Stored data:
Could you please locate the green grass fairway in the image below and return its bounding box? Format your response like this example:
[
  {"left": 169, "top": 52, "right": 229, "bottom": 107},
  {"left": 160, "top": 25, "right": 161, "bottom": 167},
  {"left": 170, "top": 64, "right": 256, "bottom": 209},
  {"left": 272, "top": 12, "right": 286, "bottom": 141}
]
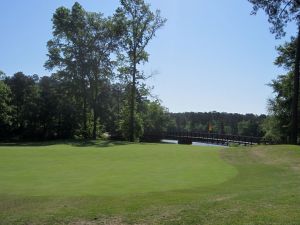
[
  {"left": 0, "top": 143, "right": 236, "bottom": 196},
  {"left": 0, "top": 142, "right": 300, "bottom": 225}
]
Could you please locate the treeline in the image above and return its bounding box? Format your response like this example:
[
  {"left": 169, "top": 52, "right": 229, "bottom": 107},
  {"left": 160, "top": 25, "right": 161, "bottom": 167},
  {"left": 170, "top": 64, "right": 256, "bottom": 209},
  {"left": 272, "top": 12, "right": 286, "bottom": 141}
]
[
  {"left": 0, "top": 71, "right": 172, "bottom": 140},
  {"left": 168, "top": 112, "right": 266, "bottom": 137},
  {"left": 0, "top": 0, "right": 171, "bottom": 141},
  {"left": 0, "top": 70, "right": 269, "bottom": 141}
]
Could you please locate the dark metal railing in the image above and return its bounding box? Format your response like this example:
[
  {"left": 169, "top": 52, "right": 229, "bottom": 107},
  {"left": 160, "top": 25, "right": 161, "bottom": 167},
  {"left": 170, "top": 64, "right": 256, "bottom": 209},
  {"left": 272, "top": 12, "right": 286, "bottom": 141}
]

Work instruction: Drop the images and transcribe the entries above exactly.

Written reply:
Could you please locate the green grass fairway in the image below and return its bounding box? Format your response like this example:
[
  {"left": 169, "top": 52, "right": 229, "bottom": 107},
  {"left": 160, "top": 25, "right": 161, "bottom": 167},
  {"left": 170, "top": 64, "right": 256, "bottom": 209},
  {"left": 272, "top": 12, "right": 286, "bottom": 141}
]
[
  {"left": 0, "top": 143, "right": 236, "bottom": 196},
  {"left": 0, "top": 142, "right": 300, "bottom": 225}
]
Could you please locate the treeline in the image above and return its bounding box? Format your response like this example:
[
  {"left": 169, "top": 52, "right": 229, "bottom": 107},
  {"left": 160, "top": 25, "right": 161, "bottom": 167},
  {"left": 170, "top": 64, "right": 256, "bottom": 209},
  {"left": 272, "top": 12, "right": 286, "bottom": 141}
]
[
  {"left": 0, "top": 71, "right": 172, "bottom": 140},
  {"left": 168, "top": 112, "right": 266, "bottom": 137},
  {"left": 0, "top": 0, "right": 171, "bottom": 141},
  {"left": 0, "top": 70, "right": 269, "bottom": 141}
]
Could you please locate the dark metal railing in the image above and return its bounding box? Format your response like this example:
[
  {"left": 169, "top": 52, "right": 229, "bottom": 107},
  {"left": 160, "top": 25, "right": 161, "bottom": 167},
  {"left": 170, "top": 64, "right": 256, "bottom": 209},
  {"left": 272, "top": 12, "right": 286, "bottom": 141}
]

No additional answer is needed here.